> [INSTRUÇÕES DOS EXERCÍCIOS]
a) Indique se cada afirmação está de acordo com o excerto sobre as Testemunhas de Jeová, respondendo sim ou não e citando as palavras do excerto que o comprovam: (i) a cirurgia laparoscópica apresenta vantagens na redução de sangramentos; (ii) Pedro Russo é professor da Universidade de Coimbra; (iii) o uso de sangue e seus derivados em doença oncológica melhora o prognóstico.
b) Cite o trecho do excerto sobre as Testemunhas de Jeová compreendido entre “Percebeu-se, também com” e “derivados dos porcos.”, inclusive.

> [EXCERTO SELECIONADO]
A decisão consciente e informada, legitimamente colocada pelas Testemunhas de Jeová, com indiscutível respaldo científico no Patient Blood Management [PBM], proporciona, nem que fosse só cientificamente, um grupo control para aferir resultados e decisões comparativas. Por exemplo, no tratamento protocolado, e seguindo directivas radicais para o carcinoma da sigmoide, o doente nem sempre beneficia da espera pelas determinações em guia de orientação, e podia ser mais rapidamente operado em tempo de não anemia, e de reserva fisiológica não comprometida. Exemplo é o idoso com risco de oclusão, ou previsível anemia. Está estudado e comprovado o pior prognóstico no uso de sangue e seus derivados em doença oncológica.
Percebeu-se, também com as Testemunhas de Jeová e “as suas teimosias” (se assim lhes quiserem chamar) as enormes vantagens na cirurgia laparoscópica para reduzir sangramentos. Encontraram-se soluções alternativas como o cell saver, evoluiu-se na aplicação do ferro endovenoso, percebeu-se mais profundamente a utilização de eritropoietina. Porque constroem um desafio para a prática médica, constroem evolução e acrescentam soluções. Construíram-se soluções não cirúrgicas para aquilo que era sempre resolvido na mesa operatória, como alternativas de tratamento na coloproctologia.
Aos cientistas e aos médicos cabe aceitar o desafio e lutar pelo bem dos doentes seja qual for a sua crença, ou fé. Também tem de respeitar-se a opção dos muçulmanos em nunca utilizar mecanismos com materiais derivados dos porcos.
O que está em causa é se deve haver um limite à liberdade de pensamento e de expressão crítica, mesmo quando há emergências sanitárias.
“ concilier la liberté des individus et la capacité d’action de la collectivité.” Un nouvel âge du droit ? Philippe Raynaud Dans Archives de Philosophie 2021/1 (Tome 64 ), pages 41 à 56
Para fazer reflectir, também Pedro Russo, Professor da Universidade de Leiden na Holanda escreve na Electra número 12 página 196 “ a ciência precisa de dar passos concretos no sentido de incentivar a tomada de riscos e de encorajar abordagens criativas, tais como publicar não resultados, partilhar propostas de financiamento falhadas, e tornar diferentes resultados científicos disponíveis para todos.”… “é necessário que se deixe de considerar a ciência como um empreendimento não criativo e que se reconheça que esta tem em comum com a arte muitos aspectos que empregam e promovem a criatividade.”
Aqui entronca a minha defesa da honra e da dignidade das testemunhas de Jeová, uma vez que o que me preocupa hoje é a falta de sentido crítico demonstrada por uma geração de médicos e políticos, educados num sistema pernicioso de seguidismo de regras e normas, que os defendem legalmente, mas os diminuem como construtores de uma saúde e de uma sociedade que é também sensibilidade, experiência e dúvida. Este é o problema onde assenta a realização de milhões de exames em excesso, de iatrogenia dos MCDT, de encarniçamento terapêutico que urge discutir e combater, mas onde não vejo palavras, nem compromisso.
Sim, lá estou eu sempre na barricada pequena – agora em favor da diferença das Testemunhas de Jeová.

Dados de máscaras de segmentação
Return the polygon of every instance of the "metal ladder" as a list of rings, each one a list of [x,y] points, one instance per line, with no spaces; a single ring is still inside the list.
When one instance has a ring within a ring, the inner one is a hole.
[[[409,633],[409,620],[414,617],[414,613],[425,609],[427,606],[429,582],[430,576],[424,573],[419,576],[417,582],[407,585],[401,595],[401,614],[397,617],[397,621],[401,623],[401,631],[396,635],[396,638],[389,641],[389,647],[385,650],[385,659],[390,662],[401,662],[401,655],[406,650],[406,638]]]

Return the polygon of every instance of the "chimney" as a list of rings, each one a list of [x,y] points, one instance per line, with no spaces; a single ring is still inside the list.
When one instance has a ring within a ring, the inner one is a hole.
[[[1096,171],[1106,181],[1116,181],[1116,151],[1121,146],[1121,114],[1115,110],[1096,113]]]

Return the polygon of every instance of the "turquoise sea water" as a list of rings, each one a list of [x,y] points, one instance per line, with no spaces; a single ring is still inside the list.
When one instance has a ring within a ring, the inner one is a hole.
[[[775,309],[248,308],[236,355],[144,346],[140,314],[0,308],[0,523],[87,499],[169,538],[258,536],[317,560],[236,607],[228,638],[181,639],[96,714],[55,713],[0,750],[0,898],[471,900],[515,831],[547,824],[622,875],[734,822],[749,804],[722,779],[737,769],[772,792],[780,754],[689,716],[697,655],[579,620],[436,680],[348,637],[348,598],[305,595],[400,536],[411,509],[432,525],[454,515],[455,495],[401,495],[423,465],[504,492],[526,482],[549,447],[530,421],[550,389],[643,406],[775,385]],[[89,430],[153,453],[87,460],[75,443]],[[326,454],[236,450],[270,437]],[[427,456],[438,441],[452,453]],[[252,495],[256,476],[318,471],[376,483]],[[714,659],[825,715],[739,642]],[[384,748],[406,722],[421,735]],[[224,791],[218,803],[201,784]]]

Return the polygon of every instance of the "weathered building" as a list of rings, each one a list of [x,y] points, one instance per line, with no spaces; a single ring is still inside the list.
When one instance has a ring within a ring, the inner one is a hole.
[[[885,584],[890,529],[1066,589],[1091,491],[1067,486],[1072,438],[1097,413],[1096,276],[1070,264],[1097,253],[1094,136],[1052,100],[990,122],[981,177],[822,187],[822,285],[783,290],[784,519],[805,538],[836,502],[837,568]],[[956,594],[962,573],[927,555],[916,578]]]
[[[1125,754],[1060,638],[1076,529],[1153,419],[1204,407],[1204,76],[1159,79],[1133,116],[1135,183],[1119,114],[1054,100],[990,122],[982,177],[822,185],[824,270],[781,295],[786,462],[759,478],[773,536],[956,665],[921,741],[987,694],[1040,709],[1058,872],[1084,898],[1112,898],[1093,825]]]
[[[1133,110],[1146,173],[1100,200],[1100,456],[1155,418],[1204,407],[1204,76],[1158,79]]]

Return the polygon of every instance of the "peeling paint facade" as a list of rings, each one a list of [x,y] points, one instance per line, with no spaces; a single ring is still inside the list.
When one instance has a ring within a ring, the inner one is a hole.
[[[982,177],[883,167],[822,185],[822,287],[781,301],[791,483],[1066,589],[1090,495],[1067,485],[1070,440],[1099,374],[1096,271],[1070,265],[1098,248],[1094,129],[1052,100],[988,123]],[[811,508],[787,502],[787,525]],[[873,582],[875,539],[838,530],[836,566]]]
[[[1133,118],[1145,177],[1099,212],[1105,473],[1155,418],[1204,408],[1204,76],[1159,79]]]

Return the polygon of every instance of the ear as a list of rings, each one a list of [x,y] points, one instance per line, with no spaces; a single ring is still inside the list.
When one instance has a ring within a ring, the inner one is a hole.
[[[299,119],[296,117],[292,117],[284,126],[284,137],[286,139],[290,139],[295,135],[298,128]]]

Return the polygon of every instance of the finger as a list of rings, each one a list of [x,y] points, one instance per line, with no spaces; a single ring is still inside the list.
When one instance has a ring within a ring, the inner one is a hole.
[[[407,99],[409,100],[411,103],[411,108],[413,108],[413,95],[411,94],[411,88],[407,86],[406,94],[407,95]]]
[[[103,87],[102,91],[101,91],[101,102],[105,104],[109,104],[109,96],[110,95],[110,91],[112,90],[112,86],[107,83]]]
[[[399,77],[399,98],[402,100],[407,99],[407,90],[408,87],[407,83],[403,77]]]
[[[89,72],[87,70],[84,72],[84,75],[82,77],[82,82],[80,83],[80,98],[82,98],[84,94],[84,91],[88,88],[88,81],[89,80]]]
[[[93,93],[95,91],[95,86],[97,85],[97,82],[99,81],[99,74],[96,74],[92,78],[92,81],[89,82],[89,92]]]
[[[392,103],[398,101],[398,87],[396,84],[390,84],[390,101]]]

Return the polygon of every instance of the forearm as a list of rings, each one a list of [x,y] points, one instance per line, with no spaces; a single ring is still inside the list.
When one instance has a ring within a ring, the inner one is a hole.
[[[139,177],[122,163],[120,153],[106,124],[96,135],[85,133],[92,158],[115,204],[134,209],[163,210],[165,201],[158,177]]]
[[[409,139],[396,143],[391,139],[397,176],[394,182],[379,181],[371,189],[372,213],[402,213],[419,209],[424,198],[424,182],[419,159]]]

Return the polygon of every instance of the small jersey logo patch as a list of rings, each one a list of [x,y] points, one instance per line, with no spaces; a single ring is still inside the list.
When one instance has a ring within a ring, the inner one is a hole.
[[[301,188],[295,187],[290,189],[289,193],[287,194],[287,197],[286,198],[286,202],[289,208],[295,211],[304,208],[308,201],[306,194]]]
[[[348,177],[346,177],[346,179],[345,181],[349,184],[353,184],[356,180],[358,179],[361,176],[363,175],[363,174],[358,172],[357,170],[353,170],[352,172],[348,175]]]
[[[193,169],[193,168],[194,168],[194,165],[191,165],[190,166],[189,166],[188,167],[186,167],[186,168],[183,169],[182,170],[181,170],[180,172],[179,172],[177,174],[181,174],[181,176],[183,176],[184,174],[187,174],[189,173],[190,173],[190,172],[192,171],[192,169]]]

> [RESULTADOS DOS EXERCÍCIOS]
a)
(i) Sim: “as enormes vantagens na cirurgia laparoscópica para reduzir sangramentos”.
(ii) Não: “Professor da Universidade de Leiden na Holanda”.
(iii) Não: “Está estudado e comprovado o pior prognóstico no uso de sangue e seus derivados em doença oncológica.”

b)
Percebeu-se, também com as Testemunhas de Jeová e “as suas teimosias” (se assim lhes quiserem chamar) as enormes vantagens na cirurgia laparoscópica para reduzir sangramentos. Encontraram-se soluções alternativas como o cell saver, evoluiu-se na aplicação do ferro endovenoso, percebeu-se mais profundamente a utilização de eritropoietina. Porque constroem um desafio para a prática médica, constroem evolução e acrescentam soluções. Construíram-se soluções não cirúrgicas para aquilo que era sempre resolvido na mesa operatória, como alternativas de tratamento na coloproctologia.
Aos cientistas e aos médicos cabe aceitar o desafio e lutar pelo bem dos doentes seja qual for a sua crença, ou fé. Também tem de respeitar-se a opção dos muçulmanos em nunca utilizar mecanismos com materiais derivados dos porcos.